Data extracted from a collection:
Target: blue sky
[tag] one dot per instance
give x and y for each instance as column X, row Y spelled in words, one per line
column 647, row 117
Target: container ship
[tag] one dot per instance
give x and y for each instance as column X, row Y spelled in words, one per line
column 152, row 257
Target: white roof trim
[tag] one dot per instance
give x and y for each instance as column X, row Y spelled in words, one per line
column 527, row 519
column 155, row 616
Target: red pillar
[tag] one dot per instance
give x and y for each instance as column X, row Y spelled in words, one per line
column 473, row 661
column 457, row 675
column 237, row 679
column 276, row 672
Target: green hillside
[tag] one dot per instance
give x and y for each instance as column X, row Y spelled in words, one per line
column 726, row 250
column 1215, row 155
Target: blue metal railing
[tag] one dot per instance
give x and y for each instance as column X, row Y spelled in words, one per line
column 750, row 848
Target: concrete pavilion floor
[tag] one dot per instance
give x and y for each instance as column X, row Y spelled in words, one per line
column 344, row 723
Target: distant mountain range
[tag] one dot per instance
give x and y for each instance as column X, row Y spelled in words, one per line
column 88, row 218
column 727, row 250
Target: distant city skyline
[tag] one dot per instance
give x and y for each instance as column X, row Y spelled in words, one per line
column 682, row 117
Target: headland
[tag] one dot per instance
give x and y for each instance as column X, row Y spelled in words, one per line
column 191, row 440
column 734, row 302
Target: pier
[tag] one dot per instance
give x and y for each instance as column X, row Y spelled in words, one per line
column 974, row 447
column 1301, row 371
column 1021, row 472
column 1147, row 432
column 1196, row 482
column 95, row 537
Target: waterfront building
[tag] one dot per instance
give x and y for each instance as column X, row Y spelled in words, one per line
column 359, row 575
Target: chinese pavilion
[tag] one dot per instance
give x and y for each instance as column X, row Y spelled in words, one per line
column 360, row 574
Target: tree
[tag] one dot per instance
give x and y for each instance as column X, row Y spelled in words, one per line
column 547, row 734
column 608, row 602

Exercise directions:
If a line of the records above contains the word "distant", count it; then give the total and nothing more.

Answer area:
2